* PROBLEM TO WORK ON: The answer must be one number: how many lines of the records contain "film".

+++ RECORDS FOR THIS TASK +++

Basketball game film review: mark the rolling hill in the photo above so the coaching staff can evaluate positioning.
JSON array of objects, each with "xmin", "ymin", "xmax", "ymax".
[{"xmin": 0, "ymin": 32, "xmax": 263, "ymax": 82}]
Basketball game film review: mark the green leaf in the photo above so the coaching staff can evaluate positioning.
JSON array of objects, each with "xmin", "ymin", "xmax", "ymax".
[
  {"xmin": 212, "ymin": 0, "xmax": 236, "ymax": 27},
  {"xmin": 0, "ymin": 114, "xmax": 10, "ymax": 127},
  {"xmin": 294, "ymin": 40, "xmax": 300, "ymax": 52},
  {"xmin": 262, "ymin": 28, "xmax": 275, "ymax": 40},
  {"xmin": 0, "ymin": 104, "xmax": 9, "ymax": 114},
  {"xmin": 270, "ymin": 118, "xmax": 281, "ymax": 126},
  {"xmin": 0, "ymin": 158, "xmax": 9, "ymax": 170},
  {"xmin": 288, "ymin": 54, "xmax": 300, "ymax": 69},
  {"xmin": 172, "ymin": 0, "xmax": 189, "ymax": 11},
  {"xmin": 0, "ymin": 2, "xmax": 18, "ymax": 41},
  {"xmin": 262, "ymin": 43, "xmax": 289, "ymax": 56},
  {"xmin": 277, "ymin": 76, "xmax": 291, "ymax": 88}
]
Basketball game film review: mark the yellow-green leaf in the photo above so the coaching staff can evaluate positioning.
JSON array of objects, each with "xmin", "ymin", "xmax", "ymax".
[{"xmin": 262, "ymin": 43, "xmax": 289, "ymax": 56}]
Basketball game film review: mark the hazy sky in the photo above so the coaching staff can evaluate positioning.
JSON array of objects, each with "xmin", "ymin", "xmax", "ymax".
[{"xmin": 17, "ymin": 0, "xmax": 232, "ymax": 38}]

+++

* WRITTEN RESPONSE: 4